* **Texto para leitura**
=-=-=

A partir de janeiro, todo café brasileiro que entrar na União Europeia (UE) deverá estar acompanhado de provas de que não foi plantado em áreas recém-desmatadas. E os cafeicultores brasileiros estão correndo para se adaptar, em meio a dúvidas sobre como cumprir a norma e expectativas sobre o impacto no mercado do grão.
A exigência faz parte do novo regulamento antidesmatamento do bloco (EUDR na sigla em inglês), que também valerá para cacau, soja, borracha, óleo de palma, madeira, gado e carvão, e produtos derivados como couro e chocolate.
Os cafeicultores têm todo interesse em seguir exportando para a UE sem sobressaltos. De janeiro a julho, o bloco foi o destino de 47,3% do café brasileiro exportado, e o apetite europeu pelo grão do Brasil está aumentando – o volume foi 64,9% maior do que no mesmo período no ano passado.
A Alemanha, que desde o início de 2023 tem uma lei própria sobre cadeia de suprimentos , foi o destino de 14,3% do café brasileiro exportado no mesmo período, 77% a mais do que nos mesmos meses do ano anterior, e se aproxima do líder, os Estados Unidos, destino de 16% dos grãos.

=-=-=

* **Itens fornecidos**
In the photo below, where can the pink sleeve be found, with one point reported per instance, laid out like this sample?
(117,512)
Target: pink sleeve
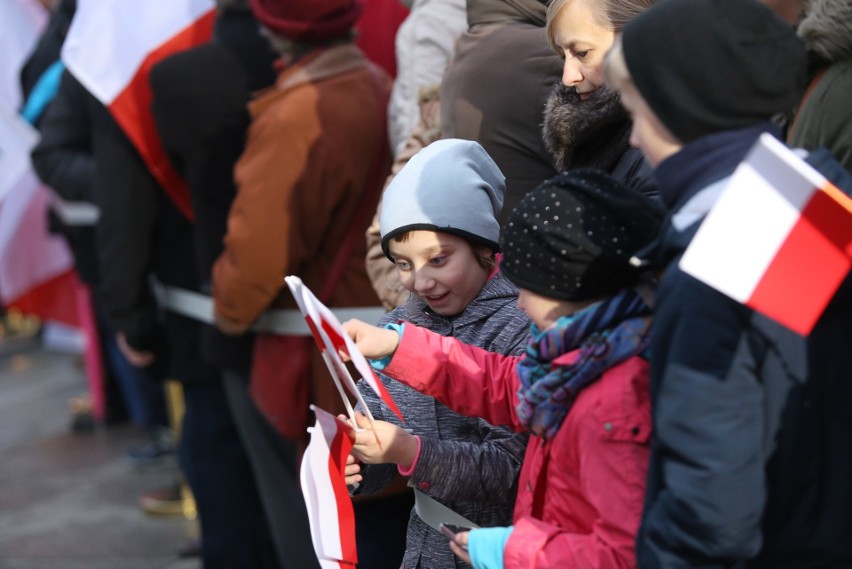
(467,379)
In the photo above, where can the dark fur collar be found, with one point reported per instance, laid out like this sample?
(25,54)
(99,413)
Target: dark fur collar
(593,133)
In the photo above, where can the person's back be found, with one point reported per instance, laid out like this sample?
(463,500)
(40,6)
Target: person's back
(316,151)
(748,464)
(496,87)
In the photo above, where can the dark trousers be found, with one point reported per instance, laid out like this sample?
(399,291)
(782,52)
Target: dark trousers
(234,531)
(274,461)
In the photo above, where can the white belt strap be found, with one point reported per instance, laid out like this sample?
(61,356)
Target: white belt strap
(434,513)
(284,322)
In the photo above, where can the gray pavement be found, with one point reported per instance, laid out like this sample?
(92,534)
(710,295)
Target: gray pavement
(67,500)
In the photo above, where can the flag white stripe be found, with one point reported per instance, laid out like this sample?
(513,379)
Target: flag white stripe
(329,528)
(751,220)
(109,39)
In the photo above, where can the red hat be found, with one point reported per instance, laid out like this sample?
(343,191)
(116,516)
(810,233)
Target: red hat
(308,20)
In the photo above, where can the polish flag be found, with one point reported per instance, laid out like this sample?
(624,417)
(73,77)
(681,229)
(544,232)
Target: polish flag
(330,512)
(331,338)
(36,267)
(779,238)
(111,47)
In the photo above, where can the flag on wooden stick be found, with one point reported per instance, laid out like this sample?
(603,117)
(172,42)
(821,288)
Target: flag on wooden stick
(779,238)
(111,47)
(330,512)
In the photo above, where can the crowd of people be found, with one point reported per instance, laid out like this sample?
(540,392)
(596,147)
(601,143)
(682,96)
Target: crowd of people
(516,196)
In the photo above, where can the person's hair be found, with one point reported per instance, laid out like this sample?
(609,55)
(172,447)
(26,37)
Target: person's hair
(610,14)
(615,70)
(484,255)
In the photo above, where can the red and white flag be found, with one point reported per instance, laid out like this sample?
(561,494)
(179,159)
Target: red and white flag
(111,47)
(330,511)
(779,238)
(330,337)
(36,266)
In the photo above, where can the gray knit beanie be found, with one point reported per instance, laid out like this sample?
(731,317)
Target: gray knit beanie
(451,186)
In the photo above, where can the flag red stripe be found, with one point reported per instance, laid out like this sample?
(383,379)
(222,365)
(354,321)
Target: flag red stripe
(341,446)
(340,344)
(131,109)
(54,299)
(809,266)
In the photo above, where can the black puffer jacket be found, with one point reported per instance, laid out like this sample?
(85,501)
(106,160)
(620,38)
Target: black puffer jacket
(750,463)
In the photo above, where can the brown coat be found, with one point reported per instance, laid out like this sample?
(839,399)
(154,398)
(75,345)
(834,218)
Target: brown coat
(314,142)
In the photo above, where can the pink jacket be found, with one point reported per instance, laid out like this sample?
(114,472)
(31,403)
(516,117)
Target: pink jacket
(580,494)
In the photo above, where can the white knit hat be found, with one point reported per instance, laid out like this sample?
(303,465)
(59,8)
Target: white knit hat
(451,186)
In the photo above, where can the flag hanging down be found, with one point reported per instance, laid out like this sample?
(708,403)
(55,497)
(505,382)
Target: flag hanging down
(36,266)
(324,326)
(779,238)
(330,512)
(111,47)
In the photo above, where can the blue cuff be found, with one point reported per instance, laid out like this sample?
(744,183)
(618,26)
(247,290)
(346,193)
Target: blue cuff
(381,364)
(43,92)
(486,545)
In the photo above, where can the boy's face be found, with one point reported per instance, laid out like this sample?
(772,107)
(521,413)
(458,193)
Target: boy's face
(440,268)
(648,133)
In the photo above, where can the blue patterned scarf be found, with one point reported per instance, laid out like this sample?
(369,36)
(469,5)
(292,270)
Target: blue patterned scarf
(605,333)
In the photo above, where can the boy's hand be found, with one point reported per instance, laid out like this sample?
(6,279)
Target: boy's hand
(459,546)
(374,342)
(386,444)
(353,471)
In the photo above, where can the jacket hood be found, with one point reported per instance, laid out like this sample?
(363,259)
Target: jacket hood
(498,11)
(827,29)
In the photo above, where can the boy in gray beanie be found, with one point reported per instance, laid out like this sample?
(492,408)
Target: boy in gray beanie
(439,227)
(752,421)
(580,389)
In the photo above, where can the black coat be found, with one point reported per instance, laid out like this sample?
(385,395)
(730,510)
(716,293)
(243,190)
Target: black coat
(750,463)
(140,235)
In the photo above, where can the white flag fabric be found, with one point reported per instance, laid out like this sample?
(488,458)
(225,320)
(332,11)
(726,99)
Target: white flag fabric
(21,24)
(778,239)
(29,254)
(329,335)
(111,47)
(330,511)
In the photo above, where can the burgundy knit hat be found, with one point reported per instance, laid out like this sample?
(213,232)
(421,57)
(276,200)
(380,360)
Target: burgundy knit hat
(308,20)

=-=-=

* **Enunciado**
Reescreva o trecho do texto sobre o café brasileiro e a norma europeia começando em "A exigência faz" e indo até "no ano passado.", trocando "bloco" por "grupo".

* **Resultado**
A exigência faz parte do novo regulamento antidesmatamento do grupo (EUDR na sigla em inglês), que também valerá para cacau, soja, borracha, óleo de palma, madeira, gado e carvão, e produtos derivados como couro e chocolate.
Os cafeicultores têm todo interesse em seguir exportando para a UE sem sobressaltos. De janeiro a julho, o grupo foi o destino de 47,3% do café brasileiro exportado, e o apetite europeu pelo grão do Brasil está aumentando – o volume foi 64,9% maior do que no mesmo período no ano passado.